Source
** begin **

Retired Shanghai English teacher Guo Juesheng, 88, has complicated feelings about the United States. Though he has never been there, he speaks fluent English, loves Hollywood movies, and worked as an interpreter for American prisoners during the War to Resist US Aggression and Aid Korea (1950-53).

Now Guo is writing his memoirs, focusing on his experience in the war.

October 25, Friday, was China’s memorial day for the war, commemorating a major victory in Battle of Onjong, which began on October 25, 1950. Chinese forces of the People’s Volunteer Army resoundingly defeated forces of the Republic of Korea and America.

Shanghai Daily interviewed Guo about his experience.

“I went to North Korea with strong passion, patriotism and romantic ideas, but the reality was that war was cruel,” Guo said.

“I know that the war was not doing anyone good and people died in it,” he said. “So I would tell the prisoners that the war was caused by misunderstanding and we didn’t like it. Nobody liked it.”

Born into a family of intellectuals in Shanghai, Guo received a Western education and attended St John’s University, majoring in English literature and history. His architect father had attended the Massachusetts Institute of Technology.

Guo was very fond of American culture, especially Hollywood movies of the golden age. His favorite is “For Whom the Bell Tolls” (1943) about the Spanish Civil War, starring by Gary Cooper and Ingrid Bergman.

“It was beautiful and romantic when Gary Cooper told Ingrid Bergman to wait for him but later sacrificed his life in Spain,” he recalled. “And at that time, as naive as I was, I thought going to a battlefield would be that beautiful too.”

In 1950, the Chinese government encouraged people to volunteer to fight in the Korean conflict. “We were urged to protecting our homes and defend our country,” Guo said.

He and some school mates wanted to serve their country and enlisted as interpreters.

“Our generation suffered from the invasion of Japan, and I once witnessed how Japanese soldiers slaughtered civilians with bayonets,” said Guo. “We were very sensitive to invasion and hated nothing more than that, so we all rushed to enlist to go to North Korea.”

Guo mainly worked with American and other Western prisoners of war. He would explain their food and routine, as well as the Communist Party’s policies toward them. If they had problems or were ill, they turned to him.

** end **

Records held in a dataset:
** begin **

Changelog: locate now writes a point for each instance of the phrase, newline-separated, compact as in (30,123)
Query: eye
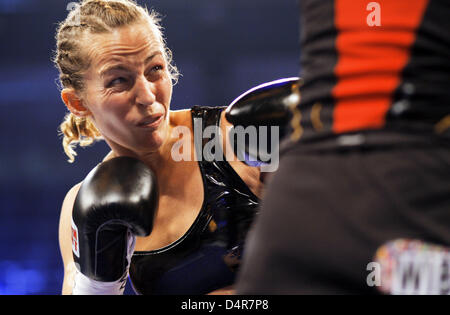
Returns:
(157,68)
(117,81)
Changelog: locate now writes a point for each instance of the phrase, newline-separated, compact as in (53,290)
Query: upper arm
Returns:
(65,238)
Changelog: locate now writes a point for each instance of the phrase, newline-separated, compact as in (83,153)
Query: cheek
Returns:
(110,111)
(166,91)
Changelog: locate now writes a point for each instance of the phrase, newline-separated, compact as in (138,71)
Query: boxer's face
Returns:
(128,88)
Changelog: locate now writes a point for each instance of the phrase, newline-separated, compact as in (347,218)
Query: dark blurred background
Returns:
(221,47)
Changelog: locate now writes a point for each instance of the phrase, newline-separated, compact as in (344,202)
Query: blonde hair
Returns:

** end **

Exercise requirements
[1] Translate this sentence from the article about Guo Juesheng into Spanish: "Now Guo is writing his memoirs, focusing on his experience in the war."
[2] Write what comes next in the article about Guo Juesheng, picking up right after its last sentence.

Answers
[1] Ahora Guo está escribiendo sus memorias, centradas en su experiencia en la guerra.

[2]
“We were very lenient, we never tortured or interrogated them,” Guo said. “They ate the same food as we did, which wasn’t as good as their own.” As long as they didn’t try to escape, they could have some recreation, play ball games, read the Bible and pray, he said.

Though he wasn’t on the front and escaped death and serious injury, Guo was not far from death. He saw death and watched men die.

Once his battalion was relocating their base, taking a long winding road at night while Americans attacked sporadically. Some soldiers fell asleep and the next day one soldier named Wu wouldn’t wake up.

“We shook him, but he didn’t react. Then we found a piece of shrapnel in the back of his neck. There wasn’t much blood, he died without making a sound,” Guo recalled. It was shocking and he would never forget.

Another time he narrowly escaped death. After filling his lunch bowl with rice, a US bomber attacked. He dived into a shallow ditch and when the bombing ended, his rice was covered with dirt. He returned to the lunch shed, only to find the shack had been blasted, everyone inside was dead.

After the war Guo and his comrades returned to China, settling in Andong, today’s Dandong in Liaoning Province in the northeast. He translated intelligence and English materials for the army.

In 1958 he was labeled a rightist in the Anti-Rightist Campaign (1957-59) that swept up an estimated 550,000 people accused of not supporting the Party and its policies.

Guo was forced out of the army and couldn’t find a permanent job until 1979 when he became a teacher at the Shanghai Customs College. During the “cultural revolution” (1966-76), he secretly worked as an English tutor. Textbooks were still available but no school taught English and few teachers would dare teach the Western language associated with imperialists and capitalists.

“I had to support my family and many people actually wanted to learn English at that time,” Guo said, “including young people who wanted to go abroad and those who wanted to find a good job one day.”

Guo retired in 1985 and lives with his wife in Shanghai. All his siblings are abroad in the United States or in Europe.

“They ask me to visit them, but I don’t see the point. I’m content here,” Guo said.

He wants more people to learn about the history. “I hope people and governments will bear in mind that peace is the most precious thing that we must cherish,” he said.